### SUPPLIED TEXT
The phrase “software engineering” was deliberately chosen as being provocative, in implying the need for software manufacture to be based on the types of theoretical foundations and practical disciplines, that are traditional in the established branches of engineering.

Commercial applications meant to service ordinary people, from inventory control to airline reservations to banking, needed to be reliable. Programming merely involved implementation.

Software-engineering trends came and went during the ensuing decades. Structured programming paradigms of the 1960s, meant to make software development more predictable and less risky, gave way to the object-oriented paradigm of the ‘80s and ‘90s, meant to make programming better mirror the business processes it facilitates.

Meanwhile, the overall challenges of software engineering became more familiar and more entrenched. A decade after his 1975 intervention The Mythical Man-Month: Essays on Software Engineering, Fred Brooks lamented that little had changed. In response, he proposed incremental development, or prototyping. Today’s software development is iterative, and for good reason: Software wasn’t ever really akin to manufacturing and construction, where changes were difficult or impossible after initial implementation.

### DATA
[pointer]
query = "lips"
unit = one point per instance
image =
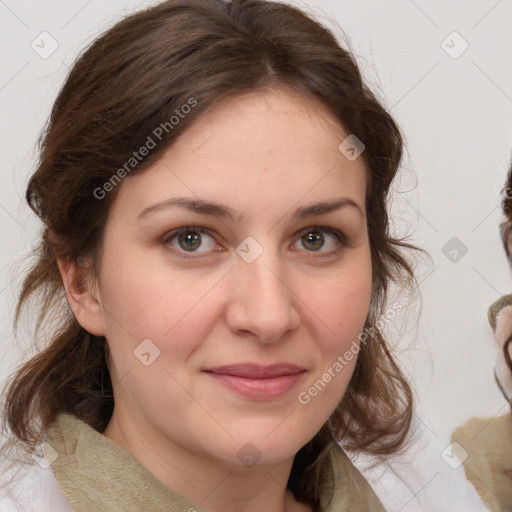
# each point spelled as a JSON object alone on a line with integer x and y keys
{"x": 252, "y": 371}
{"x": 258, "y": 382}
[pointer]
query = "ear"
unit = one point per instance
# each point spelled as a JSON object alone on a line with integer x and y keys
{"x": 83, "y": 294}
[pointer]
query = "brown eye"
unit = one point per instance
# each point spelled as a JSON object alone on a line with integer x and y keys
{"x": 190, "y": 240}
{"x": 313, "y": 241}
{"x": 323, "y": 240}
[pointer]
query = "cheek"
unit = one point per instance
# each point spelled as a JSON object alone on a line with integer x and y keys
{"x": 341, "y": 302}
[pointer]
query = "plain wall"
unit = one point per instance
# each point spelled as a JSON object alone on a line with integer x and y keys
{"x": 456, "y": 114}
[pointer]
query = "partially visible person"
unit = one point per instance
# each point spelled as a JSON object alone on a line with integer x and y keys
{"x": 487, "y": 441}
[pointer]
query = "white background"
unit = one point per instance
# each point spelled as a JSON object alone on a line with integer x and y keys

### ASSIGNMENT
Copy the software engineering text word for word, from "Meanwhile, the overall" up to and including "after initial implementation.".

### ANSWER TO THE PROBLEM
Meanwhile, the overall challenges of software engineering became more familiar and more entrenched. A decade after his 1975 intervention The Mythical Man-Month: Essays on Software Engineering, Fred Brooks lamented that little had changed. In response, he proposed incremental development, or prototyping. Today’s software development is iterative, and for good reason: Software wasn’t ever really akin to manufacturing and construction, where changes were difficult or impossible after initial implementation.